Task prompt:
The listing must be reproduced in full, exactly as it stands.

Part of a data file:
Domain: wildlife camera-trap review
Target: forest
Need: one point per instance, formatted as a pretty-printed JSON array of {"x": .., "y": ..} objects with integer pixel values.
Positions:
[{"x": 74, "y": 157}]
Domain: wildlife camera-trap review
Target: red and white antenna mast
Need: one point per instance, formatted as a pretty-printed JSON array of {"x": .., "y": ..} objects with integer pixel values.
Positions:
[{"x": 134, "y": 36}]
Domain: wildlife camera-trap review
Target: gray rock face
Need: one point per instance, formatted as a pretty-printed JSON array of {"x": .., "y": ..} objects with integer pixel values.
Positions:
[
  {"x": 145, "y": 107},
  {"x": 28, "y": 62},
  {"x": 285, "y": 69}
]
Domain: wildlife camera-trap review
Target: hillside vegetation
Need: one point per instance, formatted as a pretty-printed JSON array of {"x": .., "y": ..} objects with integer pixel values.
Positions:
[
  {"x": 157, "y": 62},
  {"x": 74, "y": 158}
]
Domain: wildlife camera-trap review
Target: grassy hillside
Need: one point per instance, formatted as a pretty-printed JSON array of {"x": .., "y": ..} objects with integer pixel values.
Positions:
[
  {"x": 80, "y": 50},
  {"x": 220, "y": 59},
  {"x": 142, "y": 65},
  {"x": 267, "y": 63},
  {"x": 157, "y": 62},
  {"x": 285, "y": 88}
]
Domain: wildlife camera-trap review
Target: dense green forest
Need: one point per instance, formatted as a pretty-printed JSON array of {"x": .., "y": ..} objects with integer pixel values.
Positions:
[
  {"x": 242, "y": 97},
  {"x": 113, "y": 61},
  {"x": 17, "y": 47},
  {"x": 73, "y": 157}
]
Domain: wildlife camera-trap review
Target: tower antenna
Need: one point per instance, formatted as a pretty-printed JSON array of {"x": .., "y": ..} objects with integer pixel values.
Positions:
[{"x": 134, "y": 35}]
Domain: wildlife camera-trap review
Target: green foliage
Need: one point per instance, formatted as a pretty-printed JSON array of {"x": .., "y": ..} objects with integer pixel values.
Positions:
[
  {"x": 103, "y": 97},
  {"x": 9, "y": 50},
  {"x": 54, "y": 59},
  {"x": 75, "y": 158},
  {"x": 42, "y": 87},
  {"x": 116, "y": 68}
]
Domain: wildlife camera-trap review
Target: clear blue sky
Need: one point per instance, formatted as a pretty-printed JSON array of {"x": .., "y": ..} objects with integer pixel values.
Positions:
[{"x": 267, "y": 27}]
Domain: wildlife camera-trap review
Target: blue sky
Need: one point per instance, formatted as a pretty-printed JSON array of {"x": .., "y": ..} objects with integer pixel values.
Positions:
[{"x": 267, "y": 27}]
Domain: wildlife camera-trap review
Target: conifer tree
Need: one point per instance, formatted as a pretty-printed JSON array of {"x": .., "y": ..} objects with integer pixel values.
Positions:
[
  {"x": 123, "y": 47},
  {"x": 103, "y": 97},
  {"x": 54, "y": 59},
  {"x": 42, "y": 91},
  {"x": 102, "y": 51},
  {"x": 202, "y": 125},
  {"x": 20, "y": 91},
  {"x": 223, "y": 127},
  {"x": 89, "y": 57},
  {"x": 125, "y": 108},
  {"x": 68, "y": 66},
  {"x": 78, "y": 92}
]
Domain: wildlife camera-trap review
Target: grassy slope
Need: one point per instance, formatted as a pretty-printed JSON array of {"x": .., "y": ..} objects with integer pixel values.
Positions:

Task response:
Domain: wildlife camera-trap review
Target: forest
Need: one point per instance, formatted as a pretty-printed JSON array of {"x": .., "y": ..} objects with integer pixel values.
Positions:
[{"x": 74, "y": 157}]
Domain: wildlife camera-trap review
Target: red and white antenna mast
Need: one point per instance, formatted as a pretty-printed JSON array of {"x": .., "y": ..} objects with integer pixel values.
Positions:
[{"x": 134, "y": 36}]
Domain: wildlife camera-trap review
Target: gray rock face
Need: one point per instance, formatted as a pretty-printed JSON array of {"x": .., "y": ..} objects with integer pixel values.
Positions:
[
  {"x": 145, "y": 107},
  {"x": 28, "y": 62},
  {"x": 285, "y": 69}
]
Domain: wildlife camera-trap review
Target: hillside vegetation
Need: one point per instance, formatted as a pretty-printed JSON array of {"x": .., "y": ..} objects with integer pixel values.
Positions:
[
  {"x": 157, "y": 62},
  {"x": 74, "y": 158}
]
Domain: wildlife camera-trap review
Target: grassy hillside
Need: one point per instance, formatted as a pretty-printed JSON array of {"x": .., "y": ..} objects with integer pixel values.
Positions:
[
  {"x": 80, "y": 50},
  {"x": 220, "y": 59},
  {"x": 142, "y": 65},
  {"x": 267, "y": 63},
  {"x": 157, "y": 62},
  {"x": 285, "y": 88}
]
Domain: wildlife camera-trap review
Target: dense green forest
Need: one point per instance, formatted as a pretty-printed JSON array of {"x": .., "y": ..} objects with integer pixel values.
Positions:
[
  {"x": 242, "y": 97},
  {"x": 113, "y": 61},
  {"x": 17, "y": 47},
  {"x": 73, "y": 157}
]
Domain: wildlife camera-trap review
Target: tower antenna
Need: one point per instance, formatted as a pretty-printed JSON array of {"x": .., "y": ..} objects with integer pixel values.
Positions:
[{"x": 134, "y": 35}]
Domain: wildlife camera-trap review
Target: green foliage
Need: one point per instance, formatted as a pretty-printed JSON array of {"x": .., "y": ..} objects with integer pixel values.
Positions:
[
  {"x": 103, "y": 97},
  {"x": 9, "y": 50},
  {"x": 54, "y": 59},
  {"x": 75, "y": 158},
  {"x": 42, "y": 87},
  {"x": 116, "y": 68}
]
Domain: wildlife camera-trap review
Target: clear blue sky
Need: one point per instance, formatted as a pretty-printed JSON array of {"x": .., "y": ..} objects with integer pixel values.
Positions:
[{"x": 267, "y": 27}]
Domain: wildlife camera-trap review
Target: blue sky
Need: one point per instance, formatted as a pretty-printed JSON array of {"x": .., "y": ..} objects with integer pixel values.
Positions:
[{"x": 267, "y": 27}]
Domain: wildlife camera-trap review
Target: conifer tree
Need: one point per instance, formatted as a pretty-printed JSON array of {"x": .., "y": ..} objects with integer pixel values.
Positions:
[
  {"x": 123, "y": 47},
  {"x": 103, "y": 97},
  {"x": 54, "y": 59},
  {"x": 42, "y": 91},
  {"x": 102, "y": 51},
  {"x": 202, "y": 125},
  {"x": 20, "y": 91},
  {"x": 223, "y": 127},
  {"x": 89, "y": 57},
  {"x": 125, "y": 108},
  {"x": 68, "y": 66},
  {"x": 78, "y": 92}
]
Domain: wildlife camera-trap review
Target: grassy slope
Need: one point per instance, formatted as a pretty-printed JSON array of {"x": .., "y": ..} objects with integer pixel values.
Positions:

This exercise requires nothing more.